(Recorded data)

------

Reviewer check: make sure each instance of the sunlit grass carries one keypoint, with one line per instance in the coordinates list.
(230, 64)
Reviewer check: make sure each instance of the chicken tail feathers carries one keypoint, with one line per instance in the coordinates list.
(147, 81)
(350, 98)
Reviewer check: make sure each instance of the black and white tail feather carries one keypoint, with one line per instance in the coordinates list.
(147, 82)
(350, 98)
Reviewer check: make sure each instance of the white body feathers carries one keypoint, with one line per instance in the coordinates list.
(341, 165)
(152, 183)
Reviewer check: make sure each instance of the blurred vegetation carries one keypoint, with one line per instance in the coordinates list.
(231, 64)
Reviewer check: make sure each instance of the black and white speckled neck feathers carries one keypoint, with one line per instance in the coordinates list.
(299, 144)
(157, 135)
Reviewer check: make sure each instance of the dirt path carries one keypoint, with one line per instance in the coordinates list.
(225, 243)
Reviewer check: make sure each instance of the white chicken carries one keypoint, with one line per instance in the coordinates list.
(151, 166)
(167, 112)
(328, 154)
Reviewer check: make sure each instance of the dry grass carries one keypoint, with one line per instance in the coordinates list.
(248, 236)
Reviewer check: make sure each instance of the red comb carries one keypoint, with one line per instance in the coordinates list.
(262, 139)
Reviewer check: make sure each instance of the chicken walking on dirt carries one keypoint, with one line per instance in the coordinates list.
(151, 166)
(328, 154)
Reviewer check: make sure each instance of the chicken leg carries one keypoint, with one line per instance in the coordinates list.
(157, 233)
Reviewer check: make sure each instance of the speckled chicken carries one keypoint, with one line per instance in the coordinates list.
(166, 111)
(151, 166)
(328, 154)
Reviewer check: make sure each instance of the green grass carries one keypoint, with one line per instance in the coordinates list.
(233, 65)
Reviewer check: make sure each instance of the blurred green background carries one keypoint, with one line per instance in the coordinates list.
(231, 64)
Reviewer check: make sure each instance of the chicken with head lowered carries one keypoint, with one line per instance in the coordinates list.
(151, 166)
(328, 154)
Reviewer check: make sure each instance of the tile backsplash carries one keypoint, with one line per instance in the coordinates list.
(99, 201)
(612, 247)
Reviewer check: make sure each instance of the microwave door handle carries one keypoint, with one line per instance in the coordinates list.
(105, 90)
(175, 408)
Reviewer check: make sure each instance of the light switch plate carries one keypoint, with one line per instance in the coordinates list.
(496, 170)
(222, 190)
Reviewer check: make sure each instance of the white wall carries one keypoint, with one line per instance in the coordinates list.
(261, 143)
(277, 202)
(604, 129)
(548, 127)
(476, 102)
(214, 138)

------

--- What this task involves ---
Transcribe the data in full, keeping every detail.

--- Solution ---
Reviewer check: make sure each instance of the sunlit grass carries one keypoint, with one line per instance in the coordinates list.
(230, 64)
Reviewer check: make sure each instance of the chicken tail feathers carries one keypoint, with one line per instance in the coordinates list.
(147, 81)
(350, 98)
Reviewer check: make sure each instance of the black and white tail feather carries one keypoint, with one line per instance in the coordinates list.
(147, 82)
(350, 98)
Reviewer check: make sure each instance of the white body feathers carries one keypoint, with one line per instance in the coordinates list.
(341, 165)
(152, 183)
Reviewer check: make sure each instance of the blurred vegetation carries one keypoint, with one line per instance in the coordinates list.
(231, 64)
Reviewer check: make sure each instance of the black and white speckled neck feathers carries one keypoint, with one line per instance in the coordinates list.
(299, 144)
(157, 135)
Reviewer check: make sure each instance of the dirt path carries one keypoint, with one line per instance in the coordinates list.
(225, 243)
Reviewer check: make sure each instance of the white chicken carries one keypoint, with one line per instance in the coordinates list.
(151, 166)
(167, 112)
(328, 154)
Reviewer check: make sure each instance of the dry grass carries one keypoint, with one line per instance in the coordinates list.
(248, 236)
Reviewer check: make sure each instance of the red comb carries one keypoint, with one line per instance in the coordinates list.
(262, 139)
Reviewer check: make sure each instance of the chicken walking on dirt carries one keypoint, with one line per instance in the coordinates list.
(151, 166)
(328, 154)
Reviewer check: make sure each instance of the chicken leg carries one keypoint, with one line per instance in the coordinates list.
(157, 233)
Reviewer check: make sure each instance of the speckled chicken carries one keypoint, with one line per instance in the coordinates list.
(166, 111)
(151, 166)
(328, 154)
Reviewer check: make sure each instance of the green grass carries one keypoint, with one line per instance in the coordinates list.
(233, 65)
Reviewer check: make sure each instance of the blurred green background carries one keypoint, with one line per instance in the coordinates list.
(231, 64)
Reviewer check: make sure each instance of the chicken with head lowered carries one keypoint, with one line per instance in the coordinates list.
(151, 166)
(328, 154)
Reviewer check: make sure each instance of the tile backsplash carries one keypoint, with one line per instance in the coordinates list.
(99, 201)
(612, 247)
Reviewer check: make sure each instance of the microwave door handle carries one keypoint, with one line per instance in the coordinates list.
(105, 90)
(175, 408)
Reviewer check: make sure each instance of the light switch plate carries one keypoint, with one line per instance in the coordinates list.
(496, 170)
(222, 190)
Reviewer check: make sure each instance of the white wall carries one keypoint, with one line per instance in the coordinates list.
(261, 143)
(277, 202)
(604, 129)
(548, 127)
(476, 102)
(214, 138)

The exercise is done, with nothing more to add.